Texto ->
O Periquito de Fardão

Próximo à eclosão do golpe de 64, a pretexto de combater a subversão e a corrupção, o poeta Ferreira Gullar esteve em São Luís. Os líderes do golpe, diziam-se defensores da democracia ameaçada pelos comunistas. Derrubaram o presidente João Goulart. Elegeram no Congresso, o general 0 Castelo Branco, atribuindo-lhe a missão de presidir as eleições presidenciais marcadas para 65. Como se sabe, golpes dentro do golpe impediram a realização da eleição. Os candidatos presidenciais cassados rumaram ao exílio. Estabeleceu-se a ditadura por vinte anos, sacrificando duas gerações. Deixou a lição: desconfiar sempre dos que dizem defender a democracia pela força das armas.

O que se pede ->
1. Resuma em duas frases o texto sobre o golpe de 64.
2. Responda às perguntas a seguir com base no texto sobre o golpe de 64.
(a) Qual poeta esteve em São Luís próximo à eclosão do golpe?
(b) Para que ano estavam marcadas as eleições presidenciais?
(c) Por quanto tempo se estabeleceu a ditadura?
3. Dê continuidade ao texto sobre o golpe de 64 a partir de sua última frase.

Dados selecionados ->
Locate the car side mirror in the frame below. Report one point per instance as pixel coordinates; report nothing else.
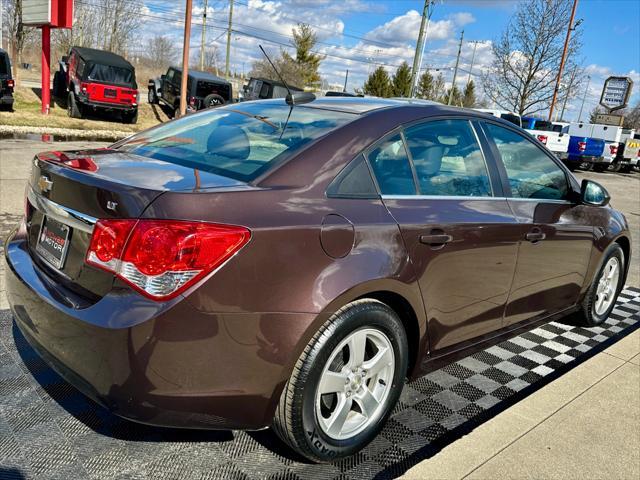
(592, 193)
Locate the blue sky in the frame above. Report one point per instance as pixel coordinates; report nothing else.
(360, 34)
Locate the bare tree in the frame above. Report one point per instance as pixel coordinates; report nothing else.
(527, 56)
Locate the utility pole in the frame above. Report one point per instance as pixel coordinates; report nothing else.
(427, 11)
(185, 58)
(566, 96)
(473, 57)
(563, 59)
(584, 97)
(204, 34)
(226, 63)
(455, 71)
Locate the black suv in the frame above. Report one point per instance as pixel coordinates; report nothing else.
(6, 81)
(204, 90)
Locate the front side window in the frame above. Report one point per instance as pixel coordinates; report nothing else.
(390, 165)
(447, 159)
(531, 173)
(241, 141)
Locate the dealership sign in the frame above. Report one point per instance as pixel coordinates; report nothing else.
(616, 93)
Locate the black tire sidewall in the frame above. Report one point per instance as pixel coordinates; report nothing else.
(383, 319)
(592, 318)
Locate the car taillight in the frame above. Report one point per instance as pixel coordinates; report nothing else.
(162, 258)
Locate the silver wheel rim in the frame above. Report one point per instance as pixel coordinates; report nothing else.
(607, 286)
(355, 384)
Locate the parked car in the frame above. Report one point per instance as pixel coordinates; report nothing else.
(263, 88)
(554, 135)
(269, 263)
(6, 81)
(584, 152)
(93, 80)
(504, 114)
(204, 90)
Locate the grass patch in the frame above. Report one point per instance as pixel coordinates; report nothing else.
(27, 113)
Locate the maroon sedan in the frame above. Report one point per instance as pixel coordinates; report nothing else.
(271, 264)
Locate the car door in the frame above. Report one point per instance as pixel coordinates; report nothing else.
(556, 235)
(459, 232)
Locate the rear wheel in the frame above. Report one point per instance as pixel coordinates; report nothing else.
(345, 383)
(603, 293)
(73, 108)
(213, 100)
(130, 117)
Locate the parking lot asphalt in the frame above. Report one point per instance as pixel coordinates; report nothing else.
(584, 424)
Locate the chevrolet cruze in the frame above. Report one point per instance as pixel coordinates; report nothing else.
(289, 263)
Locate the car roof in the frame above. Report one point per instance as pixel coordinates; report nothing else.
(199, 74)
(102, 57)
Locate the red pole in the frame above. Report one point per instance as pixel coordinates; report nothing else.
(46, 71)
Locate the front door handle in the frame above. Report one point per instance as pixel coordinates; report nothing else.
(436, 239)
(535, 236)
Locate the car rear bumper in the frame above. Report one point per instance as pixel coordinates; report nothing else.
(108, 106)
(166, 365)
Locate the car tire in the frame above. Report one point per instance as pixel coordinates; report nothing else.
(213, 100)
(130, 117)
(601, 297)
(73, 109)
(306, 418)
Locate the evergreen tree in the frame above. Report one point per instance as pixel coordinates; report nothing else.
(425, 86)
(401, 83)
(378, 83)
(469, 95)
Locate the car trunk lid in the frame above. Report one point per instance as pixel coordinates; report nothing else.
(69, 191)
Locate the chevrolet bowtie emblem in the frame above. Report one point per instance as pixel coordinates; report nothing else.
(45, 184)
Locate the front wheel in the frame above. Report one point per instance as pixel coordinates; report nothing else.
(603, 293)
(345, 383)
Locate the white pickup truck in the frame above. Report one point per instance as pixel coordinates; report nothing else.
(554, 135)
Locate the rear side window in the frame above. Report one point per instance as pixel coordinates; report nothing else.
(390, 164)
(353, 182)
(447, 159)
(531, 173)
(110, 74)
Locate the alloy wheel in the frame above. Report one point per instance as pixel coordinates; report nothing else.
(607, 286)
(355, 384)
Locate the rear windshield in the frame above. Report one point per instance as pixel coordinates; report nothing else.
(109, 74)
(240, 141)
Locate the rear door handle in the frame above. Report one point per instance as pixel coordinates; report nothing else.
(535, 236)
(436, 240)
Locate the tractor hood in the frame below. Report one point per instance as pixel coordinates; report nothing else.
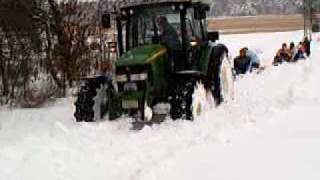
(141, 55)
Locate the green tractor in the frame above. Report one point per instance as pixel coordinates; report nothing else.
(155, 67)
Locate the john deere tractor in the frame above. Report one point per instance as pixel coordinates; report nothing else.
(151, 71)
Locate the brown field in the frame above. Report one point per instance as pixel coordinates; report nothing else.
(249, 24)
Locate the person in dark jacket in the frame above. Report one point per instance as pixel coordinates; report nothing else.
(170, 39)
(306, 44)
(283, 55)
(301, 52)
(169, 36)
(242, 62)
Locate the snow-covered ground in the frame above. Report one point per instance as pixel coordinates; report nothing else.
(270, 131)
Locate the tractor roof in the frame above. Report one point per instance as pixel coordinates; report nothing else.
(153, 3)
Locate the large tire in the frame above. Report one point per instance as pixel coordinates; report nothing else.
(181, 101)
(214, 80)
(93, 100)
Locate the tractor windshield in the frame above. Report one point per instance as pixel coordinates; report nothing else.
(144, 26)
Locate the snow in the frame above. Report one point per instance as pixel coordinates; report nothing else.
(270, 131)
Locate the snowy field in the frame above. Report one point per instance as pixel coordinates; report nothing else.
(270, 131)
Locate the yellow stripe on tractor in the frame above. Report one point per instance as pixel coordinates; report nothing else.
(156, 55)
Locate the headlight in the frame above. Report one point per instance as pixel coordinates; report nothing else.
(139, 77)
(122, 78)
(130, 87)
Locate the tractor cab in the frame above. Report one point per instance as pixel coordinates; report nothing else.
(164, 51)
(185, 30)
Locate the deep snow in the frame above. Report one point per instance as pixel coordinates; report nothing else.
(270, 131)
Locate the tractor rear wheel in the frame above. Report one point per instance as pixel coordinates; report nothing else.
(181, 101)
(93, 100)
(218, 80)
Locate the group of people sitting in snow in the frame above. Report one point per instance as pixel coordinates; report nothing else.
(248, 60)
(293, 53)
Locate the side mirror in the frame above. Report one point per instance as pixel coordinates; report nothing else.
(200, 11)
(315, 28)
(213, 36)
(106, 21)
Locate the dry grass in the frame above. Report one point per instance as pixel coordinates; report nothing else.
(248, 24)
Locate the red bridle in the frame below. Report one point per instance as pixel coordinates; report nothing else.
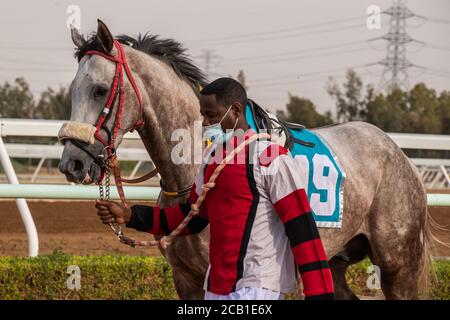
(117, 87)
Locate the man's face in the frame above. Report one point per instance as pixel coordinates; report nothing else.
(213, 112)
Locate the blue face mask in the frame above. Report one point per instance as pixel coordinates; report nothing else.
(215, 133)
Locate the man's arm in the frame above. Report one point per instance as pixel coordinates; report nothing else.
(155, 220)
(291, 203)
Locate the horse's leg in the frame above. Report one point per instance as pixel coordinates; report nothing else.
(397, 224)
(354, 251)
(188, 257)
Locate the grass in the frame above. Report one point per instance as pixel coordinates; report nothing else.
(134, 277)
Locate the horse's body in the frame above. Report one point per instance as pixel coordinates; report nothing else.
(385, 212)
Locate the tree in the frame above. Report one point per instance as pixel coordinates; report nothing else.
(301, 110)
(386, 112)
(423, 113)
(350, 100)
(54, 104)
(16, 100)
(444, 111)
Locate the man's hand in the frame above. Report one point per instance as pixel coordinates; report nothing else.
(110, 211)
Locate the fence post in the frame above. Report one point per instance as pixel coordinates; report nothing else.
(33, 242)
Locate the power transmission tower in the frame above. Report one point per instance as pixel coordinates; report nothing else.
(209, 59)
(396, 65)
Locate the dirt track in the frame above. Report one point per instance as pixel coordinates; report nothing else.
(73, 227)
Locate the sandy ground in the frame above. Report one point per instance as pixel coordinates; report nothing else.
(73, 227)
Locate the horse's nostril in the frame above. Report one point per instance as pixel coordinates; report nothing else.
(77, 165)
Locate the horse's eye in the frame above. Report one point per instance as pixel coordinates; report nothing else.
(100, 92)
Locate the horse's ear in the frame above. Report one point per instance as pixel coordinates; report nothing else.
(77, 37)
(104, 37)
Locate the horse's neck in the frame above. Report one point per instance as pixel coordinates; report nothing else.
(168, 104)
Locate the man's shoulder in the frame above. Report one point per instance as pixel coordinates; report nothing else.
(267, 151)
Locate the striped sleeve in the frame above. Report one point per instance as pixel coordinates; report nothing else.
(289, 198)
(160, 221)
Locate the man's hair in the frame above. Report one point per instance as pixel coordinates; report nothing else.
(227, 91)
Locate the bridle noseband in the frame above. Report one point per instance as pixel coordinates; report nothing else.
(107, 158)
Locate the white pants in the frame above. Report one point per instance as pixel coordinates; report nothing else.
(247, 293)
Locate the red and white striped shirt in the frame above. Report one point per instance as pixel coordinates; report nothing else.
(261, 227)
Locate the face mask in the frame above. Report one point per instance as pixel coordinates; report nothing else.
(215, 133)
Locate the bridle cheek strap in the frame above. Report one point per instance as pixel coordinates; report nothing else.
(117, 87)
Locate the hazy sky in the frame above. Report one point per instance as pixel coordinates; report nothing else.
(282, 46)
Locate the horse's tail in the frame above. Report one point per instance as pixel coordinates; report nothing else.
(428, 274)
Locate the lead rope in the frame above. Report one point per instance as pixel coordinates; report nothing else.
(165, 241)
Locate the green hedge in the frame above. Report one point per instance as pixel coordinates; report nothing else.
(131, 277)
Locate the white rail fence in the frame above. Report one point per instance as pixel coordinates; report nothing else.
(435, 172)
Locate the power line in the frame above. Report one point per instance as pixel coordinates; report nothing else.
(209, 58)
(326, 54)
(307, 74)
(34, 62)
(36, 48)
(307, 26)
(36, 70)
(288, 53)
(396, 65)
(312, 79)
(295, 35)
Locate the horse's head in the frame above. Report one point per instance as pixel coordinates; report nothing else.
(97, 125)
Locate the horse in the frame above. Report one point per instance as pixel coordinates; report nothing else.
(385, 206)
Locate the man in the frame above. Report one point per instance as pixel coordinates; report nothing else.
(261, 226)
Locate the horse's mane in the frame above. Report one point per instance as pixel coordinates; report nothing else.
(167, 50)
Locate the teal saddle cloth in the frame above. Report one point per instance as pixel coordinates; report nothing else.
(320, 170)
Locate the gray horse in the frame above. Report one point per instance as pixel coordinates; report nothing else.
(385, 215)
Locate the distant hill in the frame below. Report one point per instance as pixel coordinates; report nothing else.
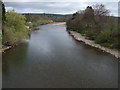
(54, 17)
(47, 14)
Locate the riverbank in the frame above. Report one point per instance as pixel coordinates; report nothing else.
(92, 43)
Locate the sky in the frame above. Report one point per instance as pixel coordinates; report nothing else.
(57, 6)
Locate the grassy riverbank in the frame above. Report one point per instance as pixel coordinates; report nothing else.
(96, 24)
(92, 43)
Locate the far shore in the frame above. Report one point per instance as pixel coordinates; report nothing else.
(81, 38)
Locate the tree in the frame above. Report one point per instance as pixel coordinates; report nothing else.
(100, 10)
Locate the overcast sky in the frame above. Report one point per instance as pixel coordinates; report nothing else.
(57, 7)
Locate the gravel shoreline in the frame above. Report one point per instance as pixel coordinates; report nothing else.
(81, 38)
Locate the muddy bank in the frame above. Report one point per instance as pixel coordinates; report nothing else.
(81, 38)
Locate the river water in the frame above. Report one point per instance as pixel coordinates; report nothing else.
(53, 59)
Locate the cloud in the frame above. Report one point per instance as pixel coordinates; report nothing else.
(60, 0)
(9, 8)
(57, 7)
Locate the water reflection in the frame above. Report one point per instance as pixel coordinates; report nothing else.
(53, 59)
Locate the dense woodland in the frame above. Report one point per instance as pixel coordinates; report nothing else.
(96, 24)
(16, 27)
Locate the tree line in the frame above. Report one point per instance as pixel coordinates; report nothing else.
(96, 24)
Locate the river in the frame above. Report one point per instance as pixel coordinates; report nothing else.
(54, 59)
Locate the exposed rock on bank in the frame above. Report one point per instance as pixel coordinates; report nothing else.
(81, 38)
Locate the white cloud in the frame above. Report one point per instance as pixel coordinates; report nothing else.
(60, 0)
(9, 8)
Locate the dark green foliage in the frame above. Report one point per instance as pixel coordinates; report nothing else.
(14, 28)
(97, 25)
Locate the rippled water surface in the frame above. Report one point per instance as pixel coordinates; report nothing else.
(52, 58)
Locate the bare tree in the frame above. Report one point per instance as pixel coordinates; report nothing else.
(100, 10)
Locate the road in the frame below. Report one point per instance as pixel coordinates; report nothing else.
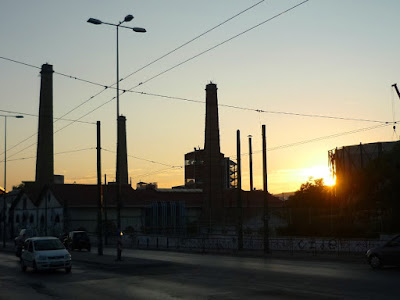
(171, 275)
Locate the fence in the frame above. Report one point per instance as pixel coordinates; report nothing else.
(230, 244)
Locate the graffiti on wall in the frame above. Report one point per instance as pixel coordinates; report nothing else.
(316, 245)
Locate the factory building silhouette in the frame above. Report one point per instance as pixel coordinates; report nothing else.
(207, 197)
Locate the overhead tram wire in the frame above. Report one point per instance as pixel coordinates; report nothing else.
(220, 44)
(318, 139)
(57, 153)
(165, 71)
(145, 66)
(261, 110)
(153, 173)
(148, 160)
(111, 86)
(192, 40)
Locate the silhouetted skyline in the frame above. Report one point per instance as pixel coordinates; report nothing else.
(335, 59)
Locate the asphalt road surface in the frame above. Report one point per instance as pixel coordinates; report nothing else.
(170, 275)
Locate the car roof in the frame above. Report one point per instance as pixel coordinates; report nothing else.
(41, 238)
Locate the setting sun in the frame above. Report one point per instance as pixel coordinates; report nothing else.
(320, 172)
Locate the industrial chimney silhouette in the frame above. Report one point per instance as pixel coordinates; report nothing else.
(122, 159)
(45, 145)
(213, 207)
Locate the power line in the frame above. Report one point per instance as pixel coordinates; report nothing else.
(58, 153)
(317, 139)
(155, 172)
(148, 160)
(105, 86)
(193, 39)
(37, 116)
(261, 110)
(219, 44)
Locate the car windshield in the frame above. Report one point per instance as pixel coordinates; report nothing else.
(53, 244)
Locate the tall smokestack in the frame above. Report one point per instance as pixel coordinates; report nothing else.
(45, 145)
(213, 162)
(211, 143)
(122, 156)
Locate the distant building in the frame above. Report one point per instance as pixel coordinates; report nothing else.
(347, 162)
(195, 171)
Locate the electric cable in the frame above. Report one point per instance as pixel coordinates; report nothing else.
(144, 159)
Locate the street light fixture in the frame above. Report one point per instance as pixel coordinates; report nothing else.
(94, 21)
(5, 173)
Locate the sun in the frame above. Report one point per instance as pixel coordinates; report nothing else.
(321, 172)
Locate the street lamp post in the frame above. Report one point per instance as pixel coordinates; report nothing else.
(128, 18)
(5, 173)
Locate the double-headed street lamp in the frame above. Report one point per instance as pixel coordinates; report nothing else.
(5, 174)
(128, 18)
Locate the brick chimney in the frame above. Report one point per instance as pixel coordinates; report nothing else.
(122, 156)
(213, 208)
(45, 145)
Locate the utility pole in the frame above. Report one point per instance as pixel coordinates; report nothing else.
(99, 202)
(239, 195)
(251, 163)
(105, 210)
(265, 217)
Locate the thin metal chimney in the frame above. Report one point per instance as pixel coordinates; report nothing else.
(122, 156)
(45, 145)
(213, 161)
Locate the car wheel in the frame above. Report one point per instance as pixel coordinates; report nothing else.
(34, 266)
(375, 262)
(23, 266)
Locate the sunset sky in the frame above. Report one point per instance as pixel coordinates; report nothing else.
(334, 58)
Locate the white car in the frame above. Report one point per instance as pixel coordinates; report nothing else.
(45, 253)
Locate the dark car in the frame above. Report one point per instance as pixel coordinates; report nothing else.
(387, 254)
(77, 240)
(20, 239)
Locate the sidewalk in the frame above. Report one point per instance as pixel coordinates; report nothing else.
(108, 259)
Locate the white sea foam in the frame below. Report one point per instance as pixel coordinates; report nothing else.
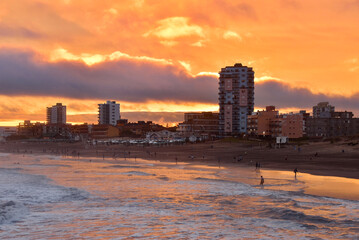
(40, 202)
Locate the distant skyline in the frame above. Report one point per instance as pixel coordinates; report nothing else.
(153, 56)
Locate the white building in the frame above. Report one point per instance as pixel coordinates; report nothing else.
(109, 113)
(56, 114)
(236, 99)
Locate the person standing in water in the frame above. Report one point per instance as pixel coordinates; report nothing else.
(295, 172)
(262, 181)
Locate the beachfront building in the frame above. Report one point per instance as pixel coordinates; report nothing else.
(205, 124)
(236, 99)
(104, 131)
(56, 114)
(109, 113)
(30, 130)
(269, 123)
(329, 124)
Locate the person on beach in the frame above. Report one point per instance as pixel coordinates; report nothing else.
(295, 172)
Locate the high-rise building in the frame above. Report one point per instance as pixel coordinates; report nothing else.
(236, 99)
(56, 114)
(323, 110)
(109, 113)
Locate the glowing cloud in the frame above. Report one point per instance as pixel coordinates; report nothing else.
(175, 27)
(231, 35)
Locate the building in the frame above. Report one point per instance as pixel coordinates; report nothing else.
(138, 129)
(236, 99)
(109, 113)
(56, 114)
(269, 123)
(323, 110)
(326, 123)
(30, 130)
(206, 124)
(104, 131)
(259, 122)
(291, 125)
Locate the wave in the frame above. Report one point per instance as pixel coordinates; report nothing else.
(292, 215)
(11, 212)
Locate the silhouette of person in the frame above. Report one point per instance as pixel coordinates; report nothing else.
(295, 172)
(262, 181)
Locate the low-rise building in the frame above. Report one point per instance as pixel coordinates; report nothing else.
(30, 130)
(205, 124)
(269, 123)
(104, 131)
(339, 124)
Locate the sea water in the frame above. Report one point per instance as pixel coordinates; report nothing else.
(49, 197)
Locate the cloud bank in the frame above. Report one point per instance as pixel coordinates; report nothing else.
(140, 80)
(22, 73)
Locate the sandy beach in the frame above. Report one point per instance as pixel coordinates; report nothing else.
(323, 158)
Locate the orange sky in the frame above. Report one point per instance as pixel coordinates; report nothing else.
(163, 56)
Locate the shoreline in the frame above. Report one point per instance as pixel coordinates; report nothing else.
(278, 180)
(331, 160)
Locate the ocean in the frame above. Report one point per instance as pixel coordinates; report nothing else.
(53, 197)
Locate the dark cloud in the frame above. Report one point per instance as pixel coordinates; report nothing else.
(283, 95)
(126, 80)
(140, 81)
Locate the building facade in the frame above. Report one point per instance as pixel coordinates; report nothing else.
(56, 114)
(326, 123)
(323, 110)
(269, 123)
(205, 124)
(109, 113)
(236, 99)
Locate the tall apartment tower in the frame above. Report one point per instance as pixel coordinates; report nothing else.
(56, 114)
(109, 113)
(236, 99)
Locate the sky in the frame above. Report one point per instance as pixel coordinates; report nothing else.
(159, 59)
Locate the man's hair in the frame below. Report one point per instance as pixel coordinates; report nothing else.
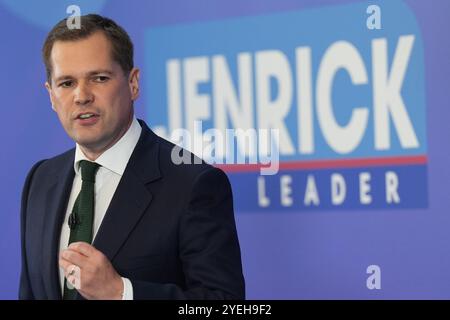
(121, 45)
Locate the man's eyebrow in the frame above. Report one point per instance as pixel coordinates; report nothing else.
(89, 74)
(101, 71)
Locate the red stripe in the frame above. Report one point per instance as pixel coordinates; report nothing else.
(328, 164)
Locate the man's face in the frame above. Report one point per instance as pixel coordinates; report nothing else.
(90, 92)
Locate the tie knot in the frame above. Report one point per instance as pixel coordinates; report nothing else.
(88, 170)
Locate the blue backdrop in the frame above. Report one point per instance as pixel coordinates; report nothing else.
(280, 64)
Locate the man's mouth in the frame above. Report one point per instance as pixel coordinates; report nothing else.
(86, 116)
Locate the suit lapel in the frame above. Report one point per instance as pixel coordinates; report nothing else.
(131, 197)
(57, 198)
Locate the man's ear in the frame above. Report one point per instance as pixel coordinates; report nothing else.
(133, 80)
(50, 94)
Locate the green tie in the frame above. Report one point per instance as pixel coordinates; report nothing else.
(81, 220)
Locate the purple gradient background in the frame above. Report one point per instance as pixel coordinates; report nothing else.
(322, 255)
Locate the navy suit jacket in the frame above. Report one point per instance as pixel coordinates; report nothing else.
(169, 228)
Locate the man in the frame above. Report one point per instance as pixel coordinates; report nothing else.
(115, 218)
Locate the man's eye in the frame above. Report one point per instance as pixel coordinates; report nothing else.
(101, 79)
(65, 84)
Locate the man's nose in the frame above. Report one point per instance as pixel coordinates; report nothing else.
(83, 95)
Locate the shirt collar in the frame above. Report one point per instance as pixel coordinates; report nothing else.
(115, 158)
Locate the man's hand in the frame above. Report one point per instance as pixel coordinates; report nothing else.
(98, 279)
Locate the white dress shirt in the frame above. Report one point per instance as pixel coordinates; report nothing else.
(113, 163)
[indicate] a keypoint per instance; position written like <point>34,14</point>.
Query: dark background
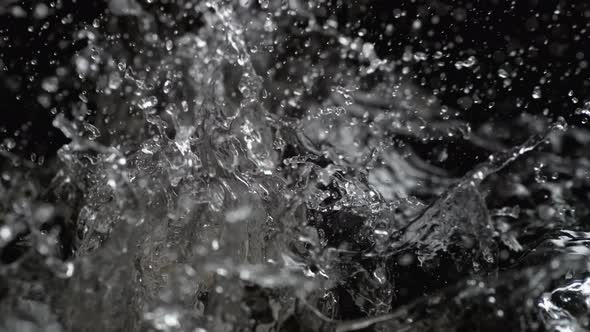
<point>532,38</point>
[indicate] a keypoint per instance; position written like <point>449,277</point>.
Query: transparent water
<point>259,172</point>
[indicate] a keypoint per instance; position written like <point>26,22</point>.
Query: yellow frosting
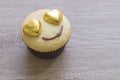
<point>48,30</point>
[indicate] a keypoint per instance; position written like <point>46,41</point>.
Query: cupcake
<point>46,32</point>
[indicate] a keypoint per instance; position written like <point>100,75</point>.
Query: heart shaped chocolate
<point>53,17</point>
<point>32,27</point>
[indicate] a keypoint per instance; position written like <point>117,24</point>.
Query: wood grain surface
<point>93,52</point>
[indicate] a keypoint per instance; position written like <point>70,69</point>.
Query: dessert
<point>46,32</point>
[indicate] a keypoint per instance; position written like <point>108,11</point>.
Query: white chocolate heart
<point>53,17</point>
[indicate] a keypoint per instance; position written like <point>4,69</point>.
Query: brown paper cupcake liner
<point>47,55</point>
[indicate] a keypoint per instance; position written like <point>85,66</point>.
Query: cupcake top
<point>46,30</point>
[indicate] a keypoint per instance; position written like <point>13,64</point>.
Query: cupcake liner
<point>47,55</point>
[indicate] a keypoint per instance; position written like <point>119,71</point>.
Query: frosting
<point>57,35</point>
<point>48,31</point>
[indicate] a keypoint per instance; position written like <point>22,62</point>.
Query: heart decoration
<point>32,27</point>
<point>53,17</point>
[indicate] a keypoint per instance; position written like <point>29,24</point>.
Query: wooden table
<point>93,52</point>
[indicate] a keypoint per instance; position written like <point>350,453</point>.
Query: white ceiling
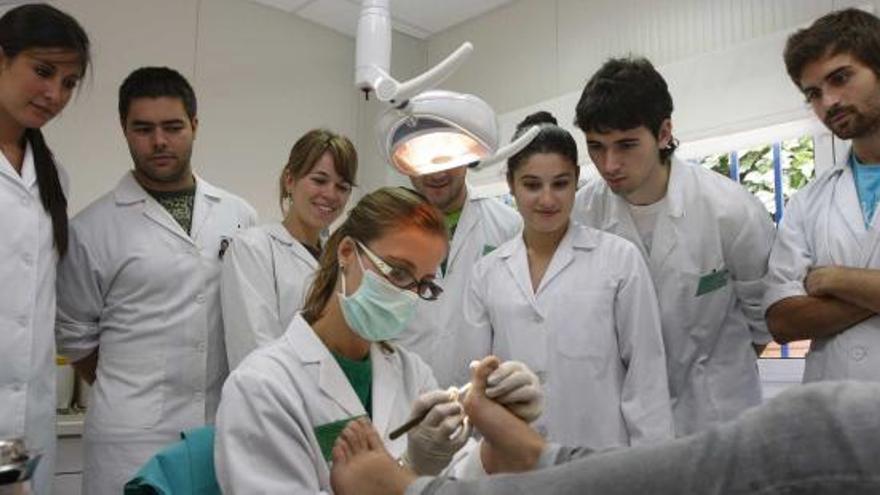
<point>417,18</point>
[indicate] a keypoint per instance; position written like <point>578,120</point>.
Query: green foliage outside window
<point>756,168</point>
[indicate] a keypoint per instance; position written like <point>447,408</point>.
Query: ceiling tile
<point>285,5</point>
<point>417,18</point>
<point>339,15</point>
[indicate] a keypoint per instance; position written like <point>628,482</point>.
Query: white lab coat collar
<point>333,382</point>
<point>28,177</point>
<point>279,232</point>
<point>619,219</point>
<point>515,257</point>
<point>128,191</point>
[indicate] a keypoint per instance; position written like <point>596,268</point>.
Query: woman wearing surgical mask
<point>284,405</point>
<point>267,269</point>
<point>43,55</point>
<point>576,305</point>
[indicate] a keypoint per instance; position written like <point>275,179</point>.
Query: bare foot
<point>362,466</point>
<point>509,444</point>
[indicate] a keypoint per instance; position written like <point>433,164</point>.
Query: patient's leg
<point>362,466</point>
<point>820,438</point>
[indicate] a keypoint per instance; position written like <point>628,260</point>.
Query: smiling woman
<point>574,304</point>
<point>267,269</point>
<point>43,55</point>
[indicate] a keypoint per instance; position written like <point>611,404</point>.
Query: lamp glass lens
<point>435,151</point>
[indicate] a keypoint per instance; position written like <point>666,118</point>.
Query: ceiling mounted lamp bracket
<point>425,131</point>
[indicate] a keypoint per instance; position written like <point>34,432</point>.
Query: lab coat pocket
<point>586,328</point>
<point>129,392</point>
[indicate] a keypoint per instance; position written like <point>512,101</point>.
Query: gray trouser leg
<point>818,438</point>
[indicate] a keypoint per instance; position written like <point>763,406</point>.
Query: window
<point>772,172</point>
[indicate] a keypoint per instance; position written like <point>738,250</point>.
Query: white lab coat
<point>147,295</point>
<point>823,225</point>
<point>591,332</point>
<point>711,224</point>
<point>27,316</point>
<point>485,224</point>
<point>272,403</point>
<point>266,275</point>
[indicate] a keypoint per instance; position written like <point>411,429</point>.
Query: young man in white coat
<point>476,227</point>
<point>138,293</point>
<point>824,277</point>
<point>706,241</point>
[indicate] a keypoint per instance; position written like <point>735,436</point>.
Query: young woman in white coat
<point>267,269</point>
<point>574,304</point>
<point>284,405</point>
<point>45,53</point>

Gabarito ->
1. Os líderes do golpe de 64, que se diziam defensores da democracia ameaçada pelos comunistas, derrubaram o presidente João Goulart e elegeram no Congresso o general Castelo Branco para presidir as eleições presidenciais marcadas para 65. Golpes dentro do golpe impediram essa eleição, e a ditadura que se estabeleceu por vinte anos deixou a lição de desconfiar dos que dizem defender a democracia pela força das armas.

2.
(a) Ferreira Gullar.
(b) Para 65.
(c) Por vinte anos.

3.
A visita de Ferreira Gullar naqueles dias foi muito celebrada. Tratava-se de um maranhense que vencera no Rio. Destacara-se como jornalista, trabalhando no Jornal do Brasil. Em meados dos anos sessenta era o topo da carreira para qualquer profissional da área. Sobretudo para ele, menino criado nas ruas de São Luís, conhecido pelo apelido de Periquito. Jogava peladas, dividia bolas com Canhoteiro, considerado o melhor ponta-esquerda do Brasil. Durante a visita, discutimos a evolução de sua obra poética. Filiado ao concretismo em 56, migrou para o neoconcretismo em 59. Nós, da União dos Estudantes Secundaristas, festejávamos sua adesão à arte politicamente engajada, e a inserção no Centro Popular de Cultura-CPC da UNE. Repetíamos os  jargões: “mas um dia o gigante despertou, e dele, um anão se levantou. Era um país, subdesenvolvido, subdesenvolvido…” Dizíamos, parafraseando seu livro de poesias, publicado em São Luís, em 1949:” Um pouco acima do Chão”. Agora, Gullar pisou no chão de verdade.

O responsável pelo atraso do Brasil era o imperialismo ianque. Ceifador das nossas reservas. Remetia, através de suas empresas, lucros extraordinários para as matrizes no exterior. Maniquestícamente, dividíamos os políticos em duas alas: os entreguistas e os nacionalistas, alguns deles, aliados nossos, defensores de uma sociedade mais justa e igualitária.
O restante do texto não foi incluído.